EXCERPTED TEXT
Last year, the Australian Centre for the Moving Image (ACMI) presented a fantastic retrospective on the American film director Martin Scorsese. As an avid fan of cinema and an even greater fan of Scorsese’s films, I voraciously anticipated seeing his 1976 magnum opus, Taxi Driver, on the silver screen.

Taxi Driver is a film that immediately places the viewer firmly within the venal streets of ‘70s New York. It throws us into the political and social context of that era as we come to know the anti-hero of the film, Travis Bickle (Robert De Niro), a Vietnam war veteran. Other than a brief allusion, we never encounter Bickle’s experience of the war directly. Rather, Scorsese makes us cognisant of the impact of the war through Travis’s behaviour; his sleeplessness, his Army jacket, his snap into a rigid fighting stance when confronted. While the presence of the war surreptitiously lingers in the background of the film, it never really manifests itself as a central thematic concern. Instead, the war paves the way for Travis’s personal ills, giving the viewer greater understanding of the erratic psychological processes embedded within him.

It is no secret that Travis is a character who is profoundly troubled. Scorsese always confronts us with this fact, providing shots of Travis staring contemptuously at African Americans, wandering about with an armoury of weapons, and of course, that famous scene when Travis looks into a mirror and asks: ‘are you talkin’ to me?’

The screening of Taxi Driver at ACMI was powerful, even more so when experienced on the sizeable screen. It was to my utter disappointment, however, that some patrons behind me summed up their viewing experience by a simple denouncement: “he’s a psycho.”

DIRECTIVE 1
In the Taxi Driver review, what behaviors of Travis does it list as the way Scorsese shows the impact of the war? Give each one.
DIRECTIVE 2
Reproduce the part of the entries that opens with the line containing "Expected behaviour: place a point on each instance of the blue" and runs to the end of the entries.

EXERCISE MATERIAL
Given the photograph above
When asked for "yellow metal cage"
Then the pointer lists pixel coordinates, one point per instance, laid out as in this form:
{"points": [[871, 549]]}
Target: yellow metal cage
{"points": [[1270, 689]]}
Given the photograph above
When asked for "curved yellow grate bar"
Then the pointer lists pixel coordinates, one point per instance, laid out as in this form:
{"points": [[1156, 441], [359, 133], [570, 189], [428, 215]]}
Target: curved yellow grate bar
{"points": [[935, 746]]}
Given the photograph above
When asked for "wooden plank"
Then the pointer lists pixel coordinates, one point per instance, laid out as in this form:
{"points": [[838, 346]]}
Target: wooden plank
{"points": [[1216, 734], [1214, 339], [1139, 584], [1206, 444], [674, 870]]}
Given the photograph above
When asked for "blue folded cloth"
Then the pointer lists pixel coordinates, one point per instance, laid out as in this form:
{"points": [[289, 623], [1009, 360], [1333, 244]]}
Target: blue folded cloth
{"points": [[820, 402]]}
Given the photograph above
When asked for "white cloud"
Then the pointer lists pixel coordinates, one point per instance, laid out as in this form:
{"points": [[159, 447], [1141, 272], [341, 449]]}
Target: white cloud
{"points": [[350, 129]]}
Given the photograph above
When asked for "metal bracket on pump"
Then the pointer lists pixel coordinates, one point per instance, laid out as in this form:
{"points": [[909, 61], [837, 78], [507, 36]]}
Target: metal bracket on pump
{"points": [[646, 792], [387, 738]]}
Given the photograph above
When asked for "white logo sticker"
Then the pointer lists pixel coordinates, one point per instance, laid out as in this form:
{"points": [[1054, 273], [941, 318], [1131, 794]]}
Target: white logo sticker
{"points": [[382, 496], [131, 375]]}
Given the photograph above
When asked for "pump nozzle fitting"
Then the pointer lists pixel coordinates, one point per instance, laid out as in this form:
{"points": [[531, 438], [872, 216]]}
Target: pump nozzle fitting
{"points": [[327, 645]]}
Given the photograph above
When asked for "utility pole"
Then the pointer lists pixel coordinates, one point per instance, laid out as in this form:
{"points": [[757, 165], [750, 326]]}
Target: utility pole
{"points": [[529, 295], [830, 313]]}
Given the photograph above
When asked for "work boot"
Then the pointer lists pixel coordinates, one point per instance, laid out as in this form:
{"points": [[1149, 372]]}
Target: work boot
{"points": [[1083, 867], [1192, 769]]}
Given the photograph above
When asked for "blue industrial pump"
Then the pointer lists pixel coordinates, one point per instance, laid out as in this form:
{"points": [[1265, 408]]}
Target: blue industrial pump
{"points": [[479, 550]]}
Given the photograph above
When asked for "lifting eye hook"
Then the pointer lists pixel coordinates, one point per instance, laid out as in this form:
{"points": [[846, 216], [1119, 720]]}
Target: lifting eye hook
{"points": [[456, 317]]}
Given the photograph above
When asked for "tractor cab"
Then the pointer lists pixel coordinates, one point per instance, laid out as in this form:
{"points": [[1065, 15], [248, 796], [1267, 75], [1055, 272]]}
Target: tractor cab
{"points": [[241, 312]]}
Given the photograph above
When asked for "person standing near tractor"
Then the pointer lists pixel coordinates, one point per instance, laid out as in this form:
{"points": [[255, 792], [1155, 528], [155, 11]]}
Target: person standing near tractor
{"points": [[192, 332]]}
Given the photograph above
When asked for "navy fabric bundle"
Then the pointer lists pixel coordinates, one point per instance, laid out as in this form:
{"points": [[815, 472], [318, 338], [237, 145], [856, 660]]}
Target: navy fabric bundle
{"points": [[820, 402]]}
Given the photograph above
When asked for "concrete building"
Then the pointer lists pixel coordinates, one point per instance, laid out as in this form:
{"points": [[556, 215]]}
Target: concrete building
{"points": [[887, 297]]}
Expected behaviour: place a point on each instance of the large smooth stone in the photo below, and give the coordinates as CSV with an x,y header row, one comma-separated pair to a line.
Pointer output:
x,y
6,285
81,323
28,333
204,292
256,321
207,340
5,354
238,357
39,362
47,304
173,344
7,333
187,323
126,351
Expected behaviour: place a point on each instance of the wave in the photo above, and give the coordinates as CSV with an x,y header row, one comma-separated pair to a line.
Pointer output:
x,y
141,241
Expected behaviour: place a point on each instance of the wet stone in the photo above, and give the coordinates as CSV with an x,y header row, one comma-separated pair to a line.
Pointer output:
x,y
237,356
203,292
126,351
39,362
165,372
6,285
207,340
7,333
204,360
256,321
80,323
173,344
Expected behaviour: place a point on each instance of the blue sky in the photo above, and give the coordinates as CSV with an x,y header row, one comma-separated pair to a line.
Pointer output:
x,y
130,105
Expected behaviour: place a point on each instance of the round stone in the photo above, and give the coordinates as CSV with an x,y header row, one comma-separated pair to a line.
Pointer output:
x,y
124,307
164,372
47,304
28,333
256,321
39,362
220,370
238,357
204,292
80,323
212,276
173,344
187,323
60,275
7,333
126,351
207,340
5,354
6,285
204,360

FULL ANSWER 1
- His sleeplessness
- His Army jacket
- His snap into a rigid fighting stance when confronted

FULL ANSWER 2
Expected behaviour: place a point on each instance of the blue sky in the photo above, and give the coordinates as CSV with an x,y header row, one comma-separated pair to a line.
Pointer output:
x,y
130,105
Expected behaviour: place a point on each instance of the round stone in the photo above, and give the coordinates as CSV with an x,y header row, one comma-separated pair to a line.
Pointer output:
x,y
124,307
164,372
47,304
28,333
256,321
39,362
220,370
238,357
204,292
80,323
212,276
173,344
187,323
60,275
7,333
126,351
207,340
5,354
6,285
204,360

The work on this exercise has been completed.